**Work to be completed**
Each entry is to be retyped exactly as it appears. Leave the images out.

**Record excerpts**
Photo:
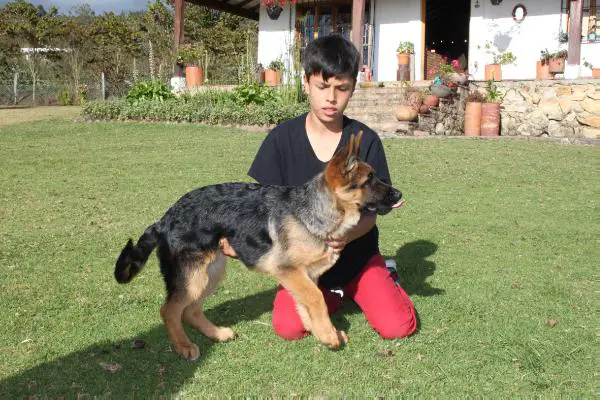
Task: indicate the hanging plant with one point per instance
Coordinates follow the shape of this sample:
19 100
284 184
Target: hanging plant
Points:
275 7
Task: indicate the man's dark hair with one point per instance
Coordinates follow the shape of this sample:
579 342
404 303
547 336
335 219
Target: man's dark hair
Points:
331 55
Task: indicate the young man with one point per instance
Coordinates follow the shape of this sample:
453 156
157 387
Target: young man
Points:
297 150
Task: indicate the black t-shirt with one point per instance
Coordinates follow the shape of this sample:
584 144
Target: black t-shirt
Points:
286 158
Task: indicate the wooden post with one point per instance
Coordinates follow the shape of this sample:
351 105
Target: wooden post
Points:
178 31
575 16
358 23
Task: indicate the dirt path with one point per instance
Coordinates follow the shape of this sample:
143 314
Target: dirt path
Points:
10 116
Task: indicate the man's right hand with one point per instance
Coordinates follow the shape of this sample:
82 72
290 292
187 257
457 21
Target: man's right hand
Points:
226 248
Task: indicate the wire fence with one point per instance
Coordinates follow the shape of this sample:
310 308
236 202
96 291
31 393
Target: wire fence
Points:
19 91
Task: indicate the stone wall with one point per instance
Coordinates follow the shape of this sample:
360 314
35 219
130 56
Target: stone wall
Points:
558 108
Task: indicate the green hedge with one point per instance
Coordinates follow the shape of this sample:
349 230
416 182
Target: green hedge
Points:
194 110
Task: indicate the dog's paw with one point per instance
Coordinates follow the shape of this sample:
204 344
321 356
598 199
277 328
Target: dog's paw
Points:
225 334
189 351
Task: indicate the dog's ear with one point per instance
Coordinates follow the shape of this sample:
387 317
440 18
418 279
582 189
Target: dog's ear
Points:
345 161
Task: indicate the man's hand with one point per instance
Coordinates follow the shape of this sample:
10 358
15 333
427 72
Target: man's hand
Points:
226 248
337 245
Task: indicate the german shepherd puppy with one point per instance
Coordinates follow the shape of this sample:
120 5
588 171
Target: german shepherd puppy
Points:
278 230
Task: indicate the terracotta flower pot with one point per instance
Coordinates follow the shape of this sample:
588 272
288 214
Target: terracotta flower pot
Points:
542 71
424 109
473 119
557 65
272 77
490 119
493 72
431 101
406 113
403 58
193 76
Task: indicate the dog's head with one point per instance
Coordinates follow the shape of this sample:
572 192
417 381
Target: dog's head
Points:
354 183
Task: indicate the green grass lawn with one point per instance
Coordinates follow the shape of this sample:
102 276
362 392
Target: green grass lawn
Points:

**Answer box**
Photo:
Task: indicate the hanging plant with one point per instance
Coordinates follow the shape of this sample:
19 100
284 184
Target: hanging plant
Points:
275 7
Task: indicate the man's dark hair with one point per instance
Coordinates follow the shape of this sample:
579 342
404 303
547 336
335 219
Target: man's dark hair
Points:
331 55
Task: indicate the young man with one point per instance
Coordinates follow the shape of this sample:
453 156
157 387
Target: young man
Points:
297 150
Task: indicate the black t-shirt with one point per instance
Coordinates follow the shape of this sample:
584 144
Target: black t-shirt
Points:
286 158
Task: indicate the wooden post with one point per instance
Coordinates follow the shape of this sample:
351 105
Target: wooden post
Points:
178 31
575 16
358 23
Task: indicate the dirt path with one point per instance
Coordinates follow the shape of this sample:
143 314
Target: dirt path
Points:
10 116
Task: indicate the man's right hand with one point per instance
Coordinates follow the shape of this sample:
82 72
290 292
187 257
457 21
Target: man's right hand
Points:
226 248
Task: indicate the wire fence with one point per instance
Coordinates follow the shape of this sample:
310 308
236 202
96 291
31 393
Target: wire fence
Points:
19 91
Task: indicate the stone wall with one point per instance
Coordinates follow the shape of this sample:
360 314
35 219
130 56
Target: stone wall
Points:
558 108
Task: indicate the green hedge with one point per instance
Coordinates follow the shape of this sample:
349 230
416 182
Target: green hedge
Points:
194 110
Task: indicate the dog's paw with one point per instance
Coordinates follow the shape of this sample:
204 344
321 356
598 199
277 328
Target: dog's paw
Points:
225 334
189 351
Task: indicate the dog's ear with one point per instance
Coordinates follow the shape of this sample:
387 317
440 18
418 279
582 189
Target: dog's ear
Points:
345 161
Task: indicate the man's hand with one point per instance
Coordinates follow the shape of this sample:
10 358
15 333
427 72
Target: man's hand
Points:
226 248
337 245
Task: indicate the german shepherd puppy with one point per instance
Coordinates follow the shape of this sample:
120 5
588 171
Target: german shepherd puppy
Points:
278 230
Task: indicate the terracotta flower pot with one point per instance
Coordinates follow the shape of this sample:
588 272
288 214
Target: terracotta flower pot
Points:
542 71
424 109
473 119
557 65
272 77
490 119
493 72
431 101
406 113
403 58
193 76
Task: indicate the dog's head with one point per instance
Coordinates follow the shape of this sample:
572 192
417 381
Target: dog's head
Points:
354 183
Task: indicate the green grass lawn with one point per instance
Coordinates follow the shape of this sample:
102 276
362 392
Target: green grass lawn
Points:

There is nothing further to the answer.